»»
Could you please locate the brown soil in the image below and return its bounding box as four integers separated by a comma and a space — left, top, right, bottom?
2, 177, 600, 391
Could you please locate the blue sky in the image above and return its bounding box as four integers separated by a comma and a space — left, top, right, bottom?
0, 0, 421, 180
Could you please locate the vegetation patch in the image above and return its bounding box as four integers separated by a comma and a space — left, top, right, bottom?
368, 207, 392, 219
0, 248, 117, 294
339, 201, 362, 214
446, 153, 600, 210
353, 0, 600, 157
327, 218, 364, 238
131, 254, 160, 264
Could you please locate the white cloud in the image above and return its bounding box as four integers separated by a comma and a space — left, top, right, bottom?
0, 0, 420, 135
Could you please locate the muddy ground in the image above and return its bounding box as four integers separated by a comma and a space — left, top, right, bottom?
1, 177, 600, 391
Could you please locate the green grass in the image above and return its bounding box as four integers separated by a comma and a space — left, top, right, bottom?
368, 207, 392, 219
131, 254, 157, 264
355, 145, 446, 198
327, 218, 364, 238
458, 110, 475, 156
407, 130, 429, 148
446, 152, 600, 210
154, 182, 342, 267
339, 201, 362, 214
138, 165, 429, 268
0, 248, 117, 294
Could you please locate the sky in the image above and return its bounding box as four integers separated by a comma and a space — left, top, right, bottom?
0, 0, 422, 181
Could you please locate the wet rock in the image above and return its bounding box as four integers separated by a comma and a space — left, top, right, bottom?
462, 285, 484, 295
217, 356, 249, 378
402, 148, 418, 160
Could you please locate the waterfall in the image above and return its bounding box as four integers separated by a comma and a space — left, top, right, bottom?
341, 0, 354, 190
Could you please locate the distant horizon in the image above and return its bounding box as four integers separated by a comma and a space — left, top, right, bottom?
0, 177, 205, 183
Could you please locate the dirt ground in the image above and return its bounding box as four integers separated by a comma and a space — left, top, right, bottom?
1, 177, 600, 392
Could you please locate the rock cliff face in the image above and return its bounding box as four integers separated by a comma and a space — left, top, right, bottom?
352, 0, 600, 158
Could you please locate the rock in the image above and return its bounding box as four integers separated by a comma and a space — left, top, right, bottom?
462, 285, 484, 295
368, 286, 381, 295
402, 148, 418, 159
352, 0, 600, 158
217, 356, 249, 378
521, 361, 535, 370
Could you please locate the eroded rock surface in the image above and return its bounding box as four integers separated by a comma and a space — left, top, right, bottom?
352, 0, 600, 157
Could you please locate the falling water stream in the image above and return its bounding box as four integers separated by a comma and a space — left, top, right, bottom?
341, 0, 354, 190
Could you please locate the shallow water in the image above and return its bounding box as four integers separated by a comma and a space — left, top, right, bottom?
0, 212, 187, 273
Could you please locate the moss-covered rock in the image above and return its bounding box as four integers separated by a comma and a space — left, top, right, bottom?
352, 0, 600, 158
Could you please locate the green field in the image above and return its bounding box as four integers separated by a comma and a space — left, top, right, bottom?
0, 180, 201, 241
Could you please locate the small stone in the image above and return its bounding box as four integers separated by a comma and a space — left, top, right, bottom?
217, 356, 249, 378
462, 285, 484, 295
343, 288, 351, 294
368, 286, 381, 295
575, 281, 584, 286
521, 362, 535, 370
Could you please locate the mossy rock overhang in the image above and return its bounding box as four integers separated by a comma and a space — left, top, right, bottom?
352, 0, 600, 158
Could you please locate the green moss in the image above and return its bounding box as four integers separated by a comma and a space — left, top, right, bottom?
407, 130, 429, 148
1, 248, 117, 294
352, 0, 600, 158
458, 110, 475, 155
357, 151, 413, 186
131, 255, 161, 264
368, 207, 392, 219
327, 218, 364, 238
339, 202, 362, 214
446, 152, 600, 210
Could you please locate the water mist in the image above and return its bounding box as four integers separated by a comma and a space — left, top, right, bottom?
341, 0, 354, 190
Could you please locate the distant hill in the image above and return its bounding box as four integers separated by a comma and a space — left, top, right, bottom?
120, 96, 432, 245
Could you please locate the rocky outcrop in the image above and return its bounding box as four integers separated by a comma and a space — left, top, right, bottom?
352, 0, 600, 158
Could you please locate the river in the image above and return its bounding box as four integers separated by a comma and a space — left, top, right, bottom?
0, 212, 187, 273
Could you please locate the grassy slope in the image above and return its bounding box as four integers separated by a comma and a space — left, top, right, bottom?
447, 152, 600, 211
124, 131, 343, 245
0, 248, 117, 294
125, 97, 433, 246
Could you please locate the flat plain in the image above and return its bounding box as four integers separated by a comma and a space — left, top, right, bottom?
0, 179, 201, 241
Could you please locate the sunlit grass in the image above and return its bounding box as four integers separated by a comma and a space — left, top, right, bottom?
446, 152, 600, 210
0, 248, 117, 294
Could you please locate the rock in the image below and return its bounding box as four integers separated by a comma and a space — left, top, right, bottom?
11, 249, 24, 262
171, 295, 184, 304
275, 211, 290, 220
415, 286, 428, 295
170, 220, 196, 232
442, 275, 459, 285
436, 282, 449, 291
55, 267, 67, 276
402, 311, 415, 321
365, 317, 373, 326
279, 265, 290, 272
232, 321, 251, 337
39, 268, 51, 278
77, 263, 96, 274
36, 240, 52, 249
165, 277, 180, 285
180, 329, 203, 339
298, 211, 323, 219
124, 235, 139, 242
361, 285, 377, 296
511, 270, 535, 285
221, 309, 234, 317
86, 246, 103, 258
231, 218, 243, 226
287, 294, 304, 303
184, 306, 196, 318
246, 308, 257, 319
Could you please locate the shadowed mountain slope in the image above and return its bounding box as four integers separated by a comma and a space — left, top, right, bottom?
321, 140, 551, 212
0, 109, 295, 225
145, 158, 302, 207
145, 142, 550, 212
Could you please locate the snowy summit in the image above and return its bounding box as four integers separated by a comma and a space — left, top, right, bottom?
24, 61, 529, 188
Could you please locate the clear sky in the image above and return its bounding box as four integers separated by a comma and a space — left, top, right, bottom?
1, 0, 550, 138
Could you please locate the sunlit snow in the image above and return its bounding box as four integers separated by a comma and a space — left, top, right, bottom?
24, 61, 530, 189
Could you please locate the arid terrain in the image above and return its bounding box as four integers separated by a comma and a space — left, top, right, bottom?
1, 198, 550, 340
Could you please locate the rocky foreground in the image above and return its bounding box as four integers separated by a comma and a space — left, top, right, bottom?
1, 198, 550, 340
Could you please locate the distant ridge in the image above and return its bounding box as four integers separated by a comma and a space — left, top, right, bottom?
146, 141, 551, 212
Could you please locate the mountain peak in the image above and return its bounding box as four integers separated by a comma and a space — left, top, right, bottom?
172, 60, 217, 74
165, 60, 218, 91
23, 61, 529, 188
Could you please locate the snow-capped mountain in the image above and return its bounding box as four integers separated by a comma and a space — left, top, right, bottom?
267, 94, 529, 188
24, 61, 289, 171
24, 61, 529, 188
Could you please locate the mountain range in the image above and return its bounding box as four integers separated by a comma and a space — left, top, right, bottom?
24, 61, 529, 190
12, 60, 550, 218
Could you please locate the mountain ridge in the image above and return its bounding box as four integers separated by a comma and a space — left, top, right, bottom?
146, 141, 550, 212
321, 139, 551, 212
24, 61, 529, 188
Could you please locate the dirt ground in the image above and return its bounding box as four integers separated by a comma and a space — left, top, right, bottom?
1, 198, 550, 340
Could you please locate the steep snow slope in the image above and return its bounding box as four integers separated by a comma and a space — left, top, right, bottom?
««
• What you have to do:
All of the entries above should be written out again exactly.

• Answer to this task:
Could you please locate the brown soil in the image below and return its bounding box as four integers separated by a comma and a space — left, top, right, bottom?
2, 177, 600, 391
Could you please locate the blue sky in the image above and return its bounding box as four integers separated by a comma and a space — left, top, right, bottom?
0, 0, 421, 180
Could you please locate the vegetation patch in the image above and return its bounding box as four integers separated by a comma and a space — left, top, right, bottom?
368, 207, 392, 219
0, 248, 117, 294
339, 201, 362, 214
446, 153, 600, 210
353, 0, 600, 157
327, 218, 364, 238
131, 254, 160, 264
Could you please locate the white cloud in the image above and return its bounding box as four integers separated by a comma and a space — left, top, right, bottom?
0, 0, 420, 135
Could you please locate the muddy ground in the image above and return its bounding box as four integers separated by a comma and a space — left, top, right, bottom?
1, 177, 600, 391
Could you please locate the green grass in the image above and return its bounding box as four integers separated by a comma and a space — left, top, right, bottom?
368, 207, 392, 219
131, 254, 157, 264
355, 145, 446, 198
327, 218, 364, 238
458, 110, 475, 156
407, 130, 429, 148
446, 152, 600, 210
154, 182, 342, 267
339, 201, 362, 214
138, 165, 429, 268
0, 248, 117, 294
Could you please locate the sky in the image above and return its bounding box as four integers separated by a comma and a space — left, top, right, bottom?
0, 0, 422, 181
Could you please locate the wet rock in the image above and return its bounding box as four integers separated by a comma and a space — left, top, right, bottom?
462, 285, 484, 295
217, 356, 249, 378
402, 148, 418, 160
Could you please locate the waterfall in the image above and return its bounding box as four integers separated by a comma and a space — left, top, right, bottom?
341, 0, 354, 190
Could you please locate the distant horizon in the image above and return its bounding box as four integers separated by a comma and a space — left, top, right, bottom?
0, 177, 205, 183
Could you please locate the dirt ground in the image above and return its bounding box as four integers separated by a comma and a space — left, top, right, bottom?
1, 177, 600, 392
Could you please locate the rock cliff face in the image above and return its bounding box as four integers separated by a comma and a space — left, top, right, bottom?
352, 0, 600, 158
Could you please locate the rock in the image above and return its bounding box as four integers separated by a comma and a space — left, top, right, bottom?
462, 285, 484, 295
368, 286, 381, 295
402, 148, 418, 159
352, 0, 600, 158
217, 356, 249, 378
521, 361, 535, 370
Could you please locate the eroded rock surface in the image above and return its bounding box as four integers separated by a comma and a space — left, top, right, bottom?
352, 0, 600, 157
Could you please locate the falling water stream in the image above and return its bounding box as four integers separated by a comma and a space — left, top, right, bottom?
341, 0, 354, 190
Could you please locate the shallow water in the image above and return its bounding box as four integers separated by a comma and a space — left, top, right, bottom?
0, 212, 187, 273
Could you please locate the moss-covered rock in the image above and return its bounding box as four integers separated by a comma and a space — left, top, right, bottom?
352, 0, 600, 158
Could you please locate the green field in the image above and return its bounding box as four integers separated by a comma and a space — left, top, right, bottom?
0, 180, 201, 241
Could you please locate the small stone in the image above and return its bounding box as four integers separated by a comma and a space — left, top, right, bottom?
217, 356, 249, 378
462, 285, 484, 295
343, 288, 351, 294
368, 286, 381, 295
575, 281, 584, 286
521, 362, 535, 370
Could you please locate the mossy rock overhang in the image above and return its bounding box as four integers separated by a comma and a space — left, top, right, bottom?
352, 0, 600, 158
Could you please locate the green moss in the image above and return its bounding box as four integers separated by a comma and a space — left, top, right, bottom?
407, 130, 429, 148
1, 248, 117, 294
352, 0, 600, 158
458, 110, 475, 155
357, 151, 413, 186
131, 255, 161, 264
368, 207, 392, 219
327, 218, 364, 238
339, 202, 362, 214
446, 152, 600, 210
Could you please locate the water mist in the image above and return its bounding box as four integers separated by a comma and a space — left, top, right, bottom?
341, 0, 354, 190
Could you please locate the distant hill in the image above and return its bounding box as four integers separated by a comma and a space — left, top, right, bottom?
120, 96, 432, 245
Could you please locate the rocky outcrop in the image above and return its bounding box as four integers separated by a comma and a space — left, top, right, bottom?
352, 0, 600, 158
Could you please locate the river in the image above and return its bounding box as four integers separated by a comma and a space — left, top, right, bottom?
0, 212, 187, 273
Could you please locate the grassy slope in the image above and return its bounding box as four integers separated by a comma and a space — left, top, right, bottom?
447, 152, 600, 211
124, 131, 343, 245
0, 248, 117, 294
125, 97, 433, 246
Could you please locate the flat plain in the image above and return its bounding box as four integers separated by a comma and a space — left, top, right, bottom?
0, 179, 201, 241
Could you please locate the sunlit grass in the image above and return its bounding box as four integers separated by a comma and a space — left, top, right, bottom?
446, 152, 600, 210
0, 248, 117, 294
Could you please locate the rock in the image below and return its bounding box as four integers separated by a comma and a space — left, top, right, bottom?
11, 249, 24, 262
171, 295, 184, 304
275, 211, 290, 220
415, 286, 428, 295
170, 220, 196, 232
442, 275, 459, 285
436, 282, 449, 291
55, 267, 67, 276
402, 311, 415, 321
365, 317, 373, 326
279, 265, 290, 272
232, 321, 251, 337
39, 268, 51, 278
77, 263, 96, 274
36, 240, 52, 249
165, 277, 180, 285
180, 329, 203, 339
298, 211, 323, 219
124, 235, 139, 242
361, 285, 377, 296
511, 270, 535, 285
221, 309, 234, 317
86, 246, 103, 258
231, 218, 243, 226
287, 294, 304, 303
184, 306, 196, 318
246, 308, 257, 319
Could you please locate the shadowed mountain slope in the image above and return its bounding box as four integers separated by a comma and a space — left, top, right, bottom?
321, 140, 551, 212
0, 109, 295, 225
145, 158, 302, 207
145, 142, 550, 212
Could you please locate the snowy summit in the image above and return its bounding box as four integers separated by a comma and a space — left, top, right, bottom?
24, 61, 529, 188
Could you please locate the clear sky in the image above and return its bounding box as four integers separated by a comma and a space — left, top, right, bottom?
1, 0, 550, 138
Could you please locate the sunlit snow in the image above and return its bounding box as four integers separated by a comma and a space — left, top, right, bottom?
24, 61, 530, 189
Could you please locate the arid terrain in the image above and return its bounding box as four integers separated by a comma and a space — left, top, right, bottom?
1, 198, 550, 340
Could you please locate the rocky foreground in the image above and return its bounding box as four integers separated by a comma and a space — left, top, right, bottom?
1, 198, 550, 340
Could you please locate the distant ridge in the image above and return its bounding box as four integers separated by a comma and a space — left, top, right, bottom?
146, 141, 551, 212
Could you please locate the mountain peak in the image above and return its bounding box as four integers separated by a comma and a space — left, top, right, bottom?
172, 60, 217, 74
165, 60, 218, 91
23, 61, 529, 188
Could you please locate the snow-capped mountain in the image above and return its bounding box as four integers separated by a comma and a space — left, top, right, bottom?
267, 94, 529, 188
24, 61, 289, 171
24, 61, 529, 188
Could you please locate the mountain range in the image above and return its bounding box as four integers separated by a comma and a space — left, top, right, bottom?
24, 61, 529, 190
12, 60, 550, 218
Could you please locate the mountain ridge in the image above and return its bounding box as four integers separated by a comma and a space — left, top, right, bottom?
146, 141, 550, 212
321, 139, 551, 212
24, 61, 529, 188
Could you please locate the dirt ground in the image above and return its bounding box as four integers separated by a comma and a space — left, top, right, bottom?
1, 198, 550, 340
Could you please locate the steep snow slope in the image above and return its bounding box as four integers separated by a comma and a space — left, top, right, bottom?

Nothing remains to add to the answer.